─── 読解文

法律よもやま話

反対尋問

2008.05.12

尋問には、おもに、主尋問と反対尋問があります。

主尋問は、事前のリハーサルを十分に行っていますから、
当然うまくいくわけです。

しかし、反対尋問が成功するのは大変に難しいものです。

反対尋問において、こちら側の意図することを積極的に言わせるのは至難の業であり、証人の言っていることが矛盾しているということを示せるだけで成功と評価されます。

せっかく証人から自己矛盾の供述を引き出したとしても、「なぜ、あなたは、さっき・・・言ったのですか?」と念押ししてはいけません。「なぜ?」と問うた途端、証人は、自己矛盾証言をもっともらしい理由で説明してしまうからです。

このように、反対尋問で「なぜ?」と問うことは禁句とされているのですが、「なぜ?」と問うて成功した例として有名な話が伝わっています。

──────
─── 演習データ

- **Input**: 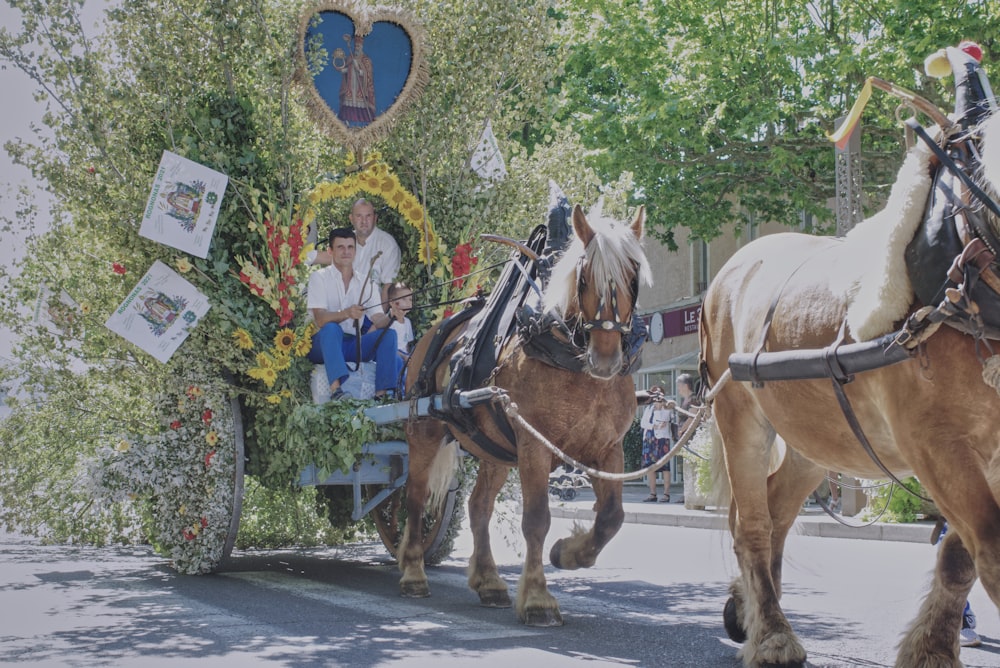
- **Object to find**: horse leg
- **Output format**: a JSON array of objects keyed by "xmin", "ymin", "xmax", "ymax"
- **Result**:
[
  {"xmin": 549, "ymin": 447, "xmax": 625, "ymax": 570},
  {"xmin": 396, "ymin": 420, "xmax": 444, "ymax": 598},
  {"xmin": 517, "ymin": 447, "xmax": 563, "ymax": 626},
  {"xmin": 469, "ymin": 460, "xmax": 511, "ymax": 608},
  {"xmin": 722, "ymin": 448, "xmax": 824, "ymax": 643},
  {"xmin": 716, "ymin": 393, "xmax": 806, "ymax": 667},
  {"xmin": 896, "ymin": 530, "xmax": 976, "ymax": 668}
]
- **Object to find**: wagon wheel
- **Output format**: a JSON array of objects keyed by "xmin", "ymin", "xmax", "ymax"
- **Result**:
[
  {"xmin": 369, "ymin": 484, "xmax": 465, "ymax": 564},
  {"xmin": 212, "ymin": 396, "xmax": 246, "ymax": 572}
]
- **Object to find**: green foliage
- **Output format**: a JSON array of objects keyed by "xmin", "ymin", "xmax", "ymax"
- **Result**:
[
  {"xmin": 865, "ymin": 476, "xmax": 941, "ymax": 524},
  {"xmin": 236, "ymin": 476, "xmax": 367, "ymax": 550},
  {"xmin": 552, "ymin": 0, "xmax": 1000, "ymax": 245},
  {"xmin": 0, "ymin": 0, "xmax": 608, "ymax": 571}
]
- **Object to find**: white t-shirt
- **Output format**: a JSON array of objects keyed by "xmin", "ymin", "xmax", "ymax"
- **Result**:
[
  {"xmin": 390, "ymin": 318, "xmax": 413, "ymax": 355},
  {"xmin": 354, "ymin": 227, "xmax": 400, "ymax": 286},
  {"xmin": 306, "ymin": 265, "xmax": 383, "ymax": 336}
]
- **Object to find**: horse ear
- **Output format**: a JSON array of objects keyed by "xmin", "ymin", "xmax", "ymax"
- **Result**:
[
  {"xmin": 631, "ymin": 209, "xmax": 646, "ymax": 239},
  {"xmin": 573, "ymin": 204, "xmax": 594, "ymax": 246}
]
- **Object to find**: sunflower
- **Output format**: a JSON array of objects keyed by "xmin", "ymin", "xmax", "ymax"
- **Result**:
[
  {"xmin": 272, "ymin": 353, "xmax": 292, "ymax": 371},
  {"xmin": 260, "ymin": 367, "xmax": 278, "ymax": 388},
  {"xmin": 295, "ymin": 336, "xmax": 312, "ymax": 357},
  {"xmin": 233, "ymin": 327, "xmax": 253, "ymax": 350},
  {"xmin": 274, "ymin": 327, "xmax": 295, "ymax": 355}
]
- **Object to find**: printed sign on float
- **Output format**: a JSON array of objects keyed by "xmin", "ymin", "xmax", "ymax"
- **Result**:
[
  {"xmin": 139, "ymin": 151, "xmax": 229, "ymax": 258},
  {"xmin": 104, "ymin": 260, "xmax": 211, "ymax": 362}
]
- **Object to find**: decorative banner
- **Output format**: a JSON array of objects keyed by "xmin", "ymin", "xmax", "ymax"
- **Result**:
[
  {"xmin": 469, "ymin": 119, "xmax": 507, "ymax": 182},
  {"xmin": 139, "ymin": 151, "xmax": 229, "ymax": 258},
  {"xmin": 298, "ymin": 2, "xmax": 428, "ymax": 153},
  {"xmin": 104, "ymin": 260, "xmax": 210, "ymax": 362}
]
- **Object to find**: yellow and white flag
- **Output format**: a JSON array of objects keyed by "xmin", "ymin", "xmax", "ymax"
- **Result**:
[{"xmin": 469, "ymin": 119, "xmax": 507, "ymax": 181}]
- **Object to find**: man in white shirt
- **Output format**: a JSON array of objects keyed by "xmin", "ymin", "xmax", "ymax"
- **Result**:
[
  {"xmin": 348, "ymin": 199, "xmax": 401, "ymax": 310},
  {"xmin": 307, "ymin": 227, "xmax": 402, "ymax": 399}
]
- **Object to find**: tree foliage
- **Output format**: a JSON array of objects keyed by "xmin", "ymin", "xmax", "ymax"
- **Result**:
[
  {"xmin": 0, "ymin": 0, "xmax": 604, "ymax": 560},
  {"xmin": 557, "ymin": 0, "xmax": 1000, "ymax": 244}
]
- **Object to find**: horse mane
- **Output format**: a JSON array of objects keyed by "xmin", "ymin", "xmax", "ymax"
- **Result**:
[
  {"xmin": 542, "ymin": 209, "xmax": 653, "ymax": 316},
  {"xmin": 977, "ymin": 113, "xmax": 1000, "ymax": 233}
]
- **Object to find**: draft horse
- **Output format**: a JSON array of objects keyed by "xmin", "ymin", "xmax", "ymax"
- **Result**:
[
  {"xmin": 700, "ymin": 44, "xmax": 1000, "ymax": 668},
  {"xmin": 397, "ymin": 205, "xmax": 651, "ymax": 626}
]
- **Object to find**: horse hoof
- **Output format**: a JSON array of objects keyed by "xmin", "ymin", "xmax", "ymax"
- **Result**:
[
  {"xmin": 722, "ymin": 596, "xmax": 747, "ymax": 644},
  {"xmin": 521, "ymin": 608, "xmax": 562, "ymax": 627},
  {"xmin": 399, "ymin": 582, "xmax": 431, "ymax": 598},
  {"xmin": 479, "ymin": 589, "xmax": 511, "ymax": 608}
]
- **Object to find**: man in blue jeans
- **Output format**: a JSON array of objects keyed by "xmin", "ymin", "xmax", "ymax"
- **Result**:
[{"xmin": 307, "ymin": 227, "xmax": 402, "ymax": 399}]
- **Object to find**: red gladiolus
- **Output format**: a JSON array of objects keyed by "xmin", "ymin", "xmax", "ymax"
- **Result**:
[{"xmin": 451, "ymin": 242, "xmax": 479, "ymax": 288}]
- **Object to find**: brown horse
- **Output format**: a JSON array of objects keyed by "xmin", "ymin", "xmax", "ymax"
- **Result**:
[
  {"xmin": 398, "ymin": 206, "xmax": 651, "ymax": 626},
  {"xmin": 700, "ymin": 62, "xmax": 1000, "ymax": 668}
]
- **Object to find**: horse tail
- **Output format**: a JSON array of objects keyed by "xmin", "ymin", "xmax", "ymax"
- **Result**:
[{"xmin": 427, "ymin": 437, "xmax": 460, "ymax": 513}]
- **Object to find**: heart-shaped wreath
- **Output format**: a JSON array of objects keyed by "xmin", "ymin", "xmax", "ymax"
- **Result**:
[{"xmin": 299, "ymin": 2, "xmax": 428, "ymax": 153}]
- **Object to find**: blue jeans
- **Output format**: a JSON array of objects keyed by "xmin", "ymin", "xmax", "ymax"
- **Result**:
[{"xmin": 308, "ymin": 322, "xmax": 403, "ymax": 392}]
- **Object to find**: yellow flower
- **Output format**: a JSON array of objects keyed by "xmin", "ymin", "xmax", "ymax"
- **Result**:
[
  {"xmin": 272, "ymin": 353, "xmax": 292, "ymax": 371},
  {"xmin": 274, "ymin": 327, "xmax": 295, "ymax": 353},
  {"xmin": 260, "ymin": 369, "xmax": 278, "ymax": 388},
  {"xmin": 233, "ymin": 327, "xmax": 253, "ymax": 350},
  {"xmin": 379, "ymin": 175, "xmax": 399, "ymax": 195},
  {"xmin": 295, "ymin": 336, "xmax": 312, "ymax": 357}
]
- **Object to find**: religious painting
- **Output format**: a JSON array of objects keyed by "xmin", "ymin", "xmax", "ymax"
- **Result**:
[{"xmin": 299, "ymin": 3, "xmax": 427, "ymax": 151}]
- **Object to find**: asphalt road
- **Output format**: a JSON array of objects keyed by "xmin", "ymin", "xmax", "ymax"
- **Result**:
[{"xmin": 0, "ymin": 519, "xmax": 1000, "ymax": 668}]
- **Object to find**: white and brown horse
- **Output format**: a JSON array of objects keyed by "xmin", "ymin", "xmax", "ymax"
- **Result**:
[
  {"xmin": 398, "ymin": 206, "xmax": 651, "ymax": 626},
  {"xmin": 701, "ymin": 47, "xmax": 1000, "ymax": 668}
]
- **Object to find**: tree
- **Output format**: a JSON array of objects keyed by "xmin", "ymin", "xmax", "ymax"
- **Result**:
[
  {"xmin": 557, "ymin": 0, "xmax": 1000, "ymax": 246},
  {"xmin": 0, "ymin": 0, "xmax": 627, "ymax": 572}
]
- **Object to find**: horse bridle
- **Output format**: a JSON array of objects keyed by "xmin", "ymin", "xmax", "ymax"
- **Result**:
[{"xmin": 576, "ymin": 257, "xmax": 639, "ymax": 335}]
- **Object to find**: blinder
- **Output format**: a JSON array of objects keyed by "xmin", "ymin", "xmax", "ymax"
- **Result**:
[
  {"xmin": 576, "ymin": 258, "xmax": 639, "ymax": 335},
  {"xmin": 905, "ymin": 120, "xmax": 1000, "ymax": 339}
]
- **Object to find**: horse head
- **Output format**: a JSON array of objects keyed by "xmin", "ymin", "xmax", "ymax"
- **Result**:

──────

| 作業指示 |
1) エントリの中で「brown」という語を含む行を数え、その数だけを答えてください。
2) 反対尋問についての文章を、最後の文の次から書き進めること。

| 記述回答 |
1) 2

2)
アメリカ合衆国の第16代大統領のエイブラハム・リンカーンは、大統領になる前は弁護士をしていましたが、殺人の疑いをかけられたアームストロングの弁護を頼まれたことがありました。

アームストロングが、真夜中に被害者に向けて銃を発射したという様子を目撃したという証人に対する反対尋問でのやりとりです。

リンカーン 「あなたは、すぐ近くで目撃したのですか?」
目撃証人  「いいえ、4分3マイル離れていました。」
リンカーン 「殺人現場は、見通しの良いところですか?」
目撃証人  「ぶなの林の中です。」
リンカーン 「なぜ、真夜中に、しかも、ぶなの林の中の行動が見えたのですか?」
目撃証人  「その日は満月でしたからよく見えました。」
リンカーン (おもむろに月暦の本を取り出し、証人に示しながら)
      「殺人があった当日を見てください。この日は、『新月』となっていますね。」
目撃証人  「・・・はい。」

このように、証人に嘘を重ねさせ、さらに最後の最後に、「なぜ?」とダメ押しをさせ、その上で、突き崩す・・・さすが、リンカーンはお見事です。

このように、最後に確信があれば、証人を追い詰めて矛盾を明らかにし、その証人の信用性を一挙に崩すというのは、まさに反対尋問の醍醐味なのです。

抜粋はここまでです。